# What this task involves
Rewrite the material below, substituting "Overview" for every occurrence of "Quickstart" and leaving everything else unchanged.
"""
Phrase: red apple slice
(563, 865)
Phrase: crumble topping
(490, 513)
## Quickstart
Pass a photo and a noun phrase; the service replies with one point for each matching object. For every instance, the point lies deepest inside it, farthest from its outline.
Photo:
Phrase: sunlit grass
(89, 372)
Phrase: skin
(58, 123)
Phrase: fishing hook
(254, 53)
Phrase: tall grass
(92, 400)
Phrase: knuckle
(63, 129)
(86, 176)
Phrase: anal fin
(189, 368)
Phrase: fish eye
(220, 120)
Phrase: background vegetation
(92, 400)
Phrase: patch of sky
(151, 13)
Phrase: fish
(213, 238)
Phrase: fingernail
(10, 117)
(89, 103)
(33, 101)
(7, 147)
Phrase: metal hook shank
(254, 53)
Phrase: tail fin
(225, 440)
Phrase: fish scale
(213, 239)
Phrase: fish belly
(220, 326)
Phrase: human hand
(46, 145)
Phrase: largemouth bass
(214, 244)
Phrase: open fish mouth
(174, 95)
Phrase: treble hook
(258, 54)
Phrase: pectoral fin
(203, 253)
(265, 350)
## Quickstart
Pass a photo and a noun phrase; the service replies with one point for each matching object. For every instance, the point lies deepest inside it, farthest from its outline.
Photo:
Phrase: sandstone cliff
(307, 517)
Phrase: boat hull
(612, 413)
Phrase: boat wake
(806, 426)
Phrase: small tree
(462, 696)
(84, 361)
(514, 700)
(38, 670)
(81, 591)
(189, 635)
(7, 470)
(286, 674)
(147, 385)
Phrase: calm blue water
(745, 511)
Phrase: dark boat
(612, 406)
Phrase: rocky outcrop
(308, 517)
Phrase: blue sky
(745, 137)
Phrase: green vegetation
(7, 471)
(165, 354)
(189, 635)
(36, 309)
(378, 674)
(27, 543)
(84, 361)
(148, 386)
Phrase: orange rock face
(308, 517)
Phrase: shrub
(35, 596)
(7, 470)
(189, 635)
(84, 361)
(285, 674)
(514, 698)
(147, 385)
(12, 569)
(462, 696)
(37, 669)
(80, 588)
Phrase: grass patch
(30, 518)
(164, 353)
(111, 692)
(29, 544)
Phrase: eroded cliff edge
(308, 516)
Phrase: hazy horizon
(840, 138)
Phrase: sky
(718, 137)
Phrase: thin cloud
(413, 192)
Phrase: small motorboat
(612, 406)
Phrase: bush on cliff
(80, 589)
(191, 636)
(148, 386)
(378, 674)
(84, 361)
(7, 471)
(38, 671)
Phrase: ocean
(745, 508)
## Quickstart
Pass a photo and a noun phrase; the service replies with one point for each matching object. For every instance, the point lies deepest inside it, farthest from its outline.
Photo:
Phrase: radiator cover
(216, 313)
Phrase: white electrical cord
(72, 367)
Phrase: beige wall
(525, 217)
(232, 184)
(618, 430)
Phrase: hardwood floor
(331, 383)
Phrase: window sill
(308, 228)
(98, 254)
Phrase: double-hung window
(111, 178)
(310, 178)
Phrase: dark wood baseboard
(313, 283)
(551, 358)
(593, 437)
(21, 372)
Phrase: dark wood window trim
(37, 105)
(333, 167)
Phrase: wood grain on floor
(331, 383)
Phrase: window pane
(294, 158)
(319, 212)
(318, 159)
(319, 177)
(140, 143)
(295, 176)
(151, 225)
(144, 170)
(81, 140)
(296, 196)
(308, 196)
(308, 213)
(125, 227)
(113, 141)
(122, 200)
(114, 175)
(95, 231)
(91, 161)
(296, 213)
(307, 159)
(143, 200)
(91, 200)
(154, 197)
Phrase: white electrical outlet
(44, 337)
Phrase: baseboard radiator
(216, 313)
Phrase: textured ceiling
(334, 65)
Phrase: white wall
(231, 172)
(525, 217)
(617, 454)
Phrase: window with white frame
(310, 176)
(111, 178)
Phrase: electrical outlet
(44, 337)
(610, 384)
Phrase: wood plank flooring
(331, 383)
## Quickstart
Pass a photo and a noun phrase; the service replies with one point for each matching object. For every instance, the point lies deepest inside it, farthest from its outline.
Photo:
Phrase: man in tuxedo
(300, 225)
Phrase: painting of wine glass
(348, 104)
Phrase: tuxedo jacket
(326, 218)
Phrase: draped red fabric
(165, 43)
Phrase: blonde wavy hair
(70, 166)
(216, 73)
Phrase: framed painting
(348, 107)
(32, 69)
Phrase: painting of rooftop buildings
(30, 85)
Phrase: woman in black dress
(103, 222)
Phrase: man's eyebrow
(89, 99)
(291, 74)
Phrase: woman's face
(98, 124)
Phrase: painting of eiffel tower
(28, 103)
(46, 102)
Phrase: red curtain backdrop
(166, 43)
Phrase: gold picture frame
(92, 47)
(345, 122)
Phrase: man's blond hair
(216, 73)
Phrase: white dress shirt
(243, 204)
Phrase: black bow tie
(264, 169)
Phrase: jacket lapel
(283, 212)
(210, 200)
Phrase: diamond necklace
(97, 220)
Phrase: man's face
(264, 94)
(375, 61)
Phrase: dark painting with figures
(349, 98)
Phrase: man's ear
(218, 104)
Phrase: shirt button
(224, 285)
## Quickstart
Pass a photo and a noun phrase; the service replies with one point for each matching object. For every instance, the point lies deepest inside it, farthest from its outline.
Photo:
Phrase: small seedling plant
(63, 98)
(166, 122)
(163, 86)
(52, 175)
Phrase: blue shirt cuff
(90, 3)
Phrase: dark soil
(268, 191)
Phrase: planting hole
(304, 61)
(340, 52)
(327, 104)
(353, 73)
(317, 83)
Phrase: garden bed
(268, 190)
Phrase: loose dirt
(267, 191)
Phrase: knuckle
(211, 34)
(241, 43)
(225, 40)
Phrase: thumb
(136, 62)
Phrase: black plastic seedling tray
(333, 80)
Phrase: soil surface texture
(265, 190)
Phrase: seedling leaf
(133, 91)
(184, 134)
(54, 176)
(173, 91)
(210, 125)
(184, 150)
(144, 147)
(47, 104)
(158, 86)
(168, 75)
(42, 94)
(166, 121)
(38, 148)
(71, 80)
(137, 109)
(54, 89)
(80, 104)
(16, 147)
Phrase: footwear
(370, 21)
"""
# The completed task
Phrase: red apple slice
(563, 865)
Phrase: crumble topping
(490, 513)
## Overview
Pass a photo and a noun phrase; the service replies with one point for each matching object. For every instance, the point lies deepest inside it, farthest from its outline.
Photo:
Phrase: sunlit grass
(89, 372)
Phrase: skin
(58, 123)
Phrase: fishing hook
(254, 53)
Phrase: tall grass
(92, 400)
Phrase: knuckle
(63, 129)
(86, 176)
Phrase: anal fin
(189, 368)
Phrase: fish eye
(220, 120)
Phrase: background vegetation
(92, 400)
Phrase: patch of sky
(151, 13)
Phrase: fish
(213, 238)
Phrase: fingernail
(10, 117)
(89, 103)
(33, 101)
(7, 147)
Phrase: metal hook shank
(254, 53)
Phrase: tail fin
(225, 440)
Phrase: fish scale
(213, 239)
Phrase: fish belly
(220, 326)
Phrase: human hand
(46, 145)
Phrase: largemouth bass
(214, 244)
Phrase: open fish mouth
(174, 95)
Phrase: treble hook
(258, 54)
Phrase: pectoral fin
(203, 253)
(265, 350)
## Overview
Pass a photo and a noun phrase; the service replies with one point for each matching object. For every instance, the point lies deepest inside it, farthest from its outline.
Photo:
Phrase: sandstone cliff
(307, 517)
Phrase: boat hull
(612, 413)
Phrase: boat wake
(806, 426)
Phrase: small tree
(462, 696)
(84, 361)
(514, 700)
(38, 670)
(81, 591)
(189, 635)
(7, 470)
(286, 674)
(147, 385)
Phrase: calm blue water
(745, 511)
Phrase: dark boat
(612, 406)
Phrase: rocky outcrop
(308, 517)
Phrase: blue sky
(745, 137)
Phrase: green vegetation
(7, 471)
(165, 354)
(189, 635)
(36, 309)
(378, 674)
(27, 543)
(84, 361)
(148, 386)
Phrase: orange rock face
(308, 517)
Phrase: shrub
(35, 596)
(7, 470)
(189, 635)
(84, 361)
(285, 674)
(514, 698)
(147, 385)
(12, 569)
(462, 696)
(37, 669)
(80, 588)
Phrase: grass patch
(30, 518)
(164, 353)
(111, 692)
(29, 544)
Phrase: eroded cliff edge
(308, 516)
Phrase: hazy horizon
(840, 138)
Phrase: sky
(718, 137)
Phrase: thin cloud
(413, 192)
Phrase: small motorboat
(612, 406)
Phrase: bush on cliff
(80, 589)
(191, 636)
(148, 386)
(378, 674)
(84, 361)
(7, 471)
(38, 671)
Phrase: ocean
(745, 508)
## Overview
Pass a photo and a noun phrase; the service replies with one point for each matching object. For every instance, the point lies deepest inside it, farthest from its outline.
Photo:
Phrase: radiator cover
(216, 313)
Phrase: white electrical cord
(72, 367)
Phrase: beige wall
(525, 217)
(232, 184)
(618, 430)
Phrase: hardwood floor
(331, 383)
Phrase: window sill
(308, 228)
(98, 254)
Phrase: double-hung window
(111, 178)
(310, 178)
Phrase: dark wood baseboard
(313, 283)
(551, 358)
(593, 437)
(21, 372)
Phrase: dark wood window trim
(37, 105)
(333, 167)
Phrase: wood grain on floor
(331, 383)
Phrase: window pane
(294, 158)
(319, 212)
(318, 159)
(319, 177)
(140, 143)
(295, 176)
(151, 225)
(144, 170)
(81, 140)
(296, 196)
(308, 196)
(308, 213)
(125, 227)
(113, 141)
(122, 200)
(114, 175)
(95, 231)
(91, 161)
(296, 213)
(307, 159)
(143, 200)
(91, 200)
(154, 197)
Phrase: white electrical outlet
(44, 337)
Phrase: baseboard radiator
(216, 313)
Phrase: textured ceiling
(334, 65)
Phrase: white wall
(231, 172)
(525, 217)
(617, 454)
Phrase: window with white frame
(310, 176)
(111, 178)
Phrase: electrical outlet
(44, 337)
(610, 384)
Phrase: wood plank flooring
(331, 383)
## Overview
Pass a photo and a noun phrase; the service replies with one point for each matching object. For every instance, the point lies deepest inside it, farthest from its outline.
Photo:
Phrase: man in tuxedo
(300, 225)
Phrase: painting of wine glass
(348, 104)
Phrase: tuxedo jacket
(326, 218)
Phrase: draped red fabric
(165, 43)
Phrase: blonde wavy hair
(70, 166)
(216, 73)
Phrase: framed painting
(348, 107)
(32, 69)
Phrase: painting of rooftop buildings
(30, 85)
Phrase: woman in black dress
(103, 222)
Phrase: man's eyebrow
(89, 99)
(291, 74)
Phrase: woman's face
(98, 124)
Phrase: painting of eiffel tower
(28, 103)
(46, 102)
Phrase: red curtain backdrop
(166, 43)
Phrase: gold picture frame
(92, 47)
(345, 122)
Phrase: man's blond hair
(216, 73)
Phrase: white dress shirt
(243, 204)
Phrase: black bow tie
(264, 169)
Phrase: jacket lapel
(283, 212)
(210, 200)
Phrase: diamond necklace
(97, 220)
Phrase: man's face
(264, 94)
(375, 61)
Phrase: dark painting with figures
(349, 98)
Phrase: man's ear
(218, 104)
Phrase: shirt button
(224, 285)
## Overview
Pass a photo and a noun phrase; the service replies with one point for each matching object. For every instance, the point lies deepest inside it, farthest from its outline.
Photo:
Phrase: small seedling plant
(63, 98)
(166, 122)
(163, 86)
(52, 175)
Phrase: blue shirt cuff
(90, 3)
Phrase: dark soil
(268, 191)
Phrase: planting hole
(304, 61)
(340, 52)
(327, 104)
(353, 73)
(317, 83)
Phrase: garden bed
(268, 190)
Phrase: loose dirt
(267, 191)
Phrase: knuckle
(211, 34)
(241, 43)
(225, 40)
Phrase: thumb
(136, 62)
Phrase: black plastic seedling tray
(333, 80)
Phrase: soil surface texture
(265, 190)
Phrase: seedling leaf
(133, 91)
(184, 134)
(54, 176)
(173, 91)
(210, 125)
(184, 150)
(144, 147)
(47, 104)
(158, 86)
(168, 75)
(42, 94)
(166, 121)
(38, 148)
(71, 80)
(137, 109)
(54, 89)
(80, 104)
(16, 147)
Phrase: footwear
(370, 21)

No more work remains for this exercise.